ПИСЬМЕННОЕ ЗАДАНИЕ
Перепишите слово в слово все приведённые ниже строки, ничего в них не меняя.

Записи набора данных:
—————
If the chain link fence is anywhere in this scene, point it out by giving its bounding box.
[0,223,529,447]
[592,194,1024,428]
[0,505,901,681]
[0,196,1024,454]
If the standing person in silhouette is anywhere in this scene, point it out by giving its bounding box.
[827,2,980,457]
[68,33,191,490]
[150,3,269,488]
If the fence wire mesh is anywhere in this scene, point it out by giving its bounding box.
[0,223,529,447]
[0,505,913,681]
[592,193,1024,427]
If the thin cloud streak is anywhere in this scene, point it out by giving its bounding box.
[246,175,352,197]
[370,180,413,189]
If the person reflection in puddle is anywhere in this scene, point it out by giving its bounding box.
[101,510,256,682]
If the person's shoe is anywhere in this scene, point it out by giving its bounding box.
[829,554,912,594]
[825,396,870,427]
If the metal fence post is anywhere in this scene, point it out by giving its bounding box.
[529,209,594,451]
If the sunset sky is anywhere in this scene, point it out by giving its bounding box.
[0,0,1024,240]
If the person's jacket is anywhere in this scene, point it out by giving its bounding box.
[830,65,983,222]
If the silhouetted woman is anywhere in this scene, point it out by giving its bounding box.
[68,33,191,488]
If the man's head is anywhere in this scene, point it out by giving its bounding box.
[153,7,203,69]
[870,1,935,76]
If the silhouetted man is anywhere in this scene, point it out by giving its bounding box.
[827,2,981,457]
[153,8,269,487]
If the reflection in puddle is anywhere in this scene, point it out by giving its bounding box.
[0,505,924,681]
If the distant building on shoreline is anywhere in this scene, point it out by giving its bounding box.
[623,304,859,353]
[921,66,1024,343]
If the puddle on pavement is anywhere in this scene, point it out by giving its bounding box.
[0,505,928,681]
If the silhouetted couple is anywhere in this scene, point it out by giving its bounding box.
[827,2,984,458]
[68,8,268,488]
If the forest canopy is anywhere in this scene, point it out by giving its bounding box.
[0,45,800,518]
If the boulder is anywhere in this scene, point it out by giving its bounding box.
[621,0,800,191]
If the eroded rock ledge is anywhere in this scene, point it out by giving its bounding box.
—————
ИТОГОВЫЙ РЕЗУЛЬТАТ
If the chain link fence is anywhere in this scene, point it out by giving its bounding box.
[0,223,529,447]
[592,194,1024,428]
[0,505,901,681]
[0,196,1024,454]
If the standing person in silhouette is anywhere in this scene, point it out by giving its bounding box.
[827,2,980,457]
[68,33,191,490]
[150,3,269,488]
If the fence wire mesh is anywhere in this scene, point it out by giving its bounding box.
[0,223,529,447]
[0,505,913,681]
[592,193,1024,427]
If the thin cloud streak is anywhere in this scene, point it out by giving its bounding box.
[246,175,352,197]
[370,180,413,189]
If the person reflection in puddle is anywhere in this scene, point it out by giving its bounding box.
[101,510,256,682]
If the person's shoe is anywhere in this scene, point it out by giving its bounding box.
[829,554,912,594]
[825,396,870,427]
If the metal fence post is anywhere in this scene, point it out by giving its bounding box.
[529,209,594,451]
If the sunset sky is anywhere in this scene, point it out by giving its bounding box.
[0,0,1024,240]
If the person's jacket is anywhere in this scene, point it out by giving its bounding box.
[830,65,983,222]
If the silhouetted woman is anywhere in this scene, point it out by giving its bounding box.
[68,33,191,488]
If the man's head is anywhere in this scene, point it out by giving its bounding box.
[153,7,203,69]
[870,1,935,76]
If the silhouetted man is anywhere in this scene, point it out by giving its bounding box.
[827,2,981,457]
[153,8,269,487]
If the reflection in puddle is anywhere in this scene, point it out by giving its bounding box.
[0,505,924,681]
If the distant building on shoreline is anywhere in this scene, point it out by giving its bounding box.
[623,304,859,353]
[921,66,1024,343]
If the puddle on pavement is anywhere in this scene, point it out by giving its bounding box.
[0,505,928,681]
If the silhouetted couple is anywhere in this scene, point it out by giving its bounding box.
[827,2,984,458]
[68,8,268,488]
If the forest canopy is anywhere in this scene, point it out by giving its bounding box.
[0,45,800,518]
If the boulder is anywhere in this scene, point it out by giving its bounding box.
[621,0,800,191]
If the eroded rock ledge is anywhere in this scene, point it out by giving its bounding box.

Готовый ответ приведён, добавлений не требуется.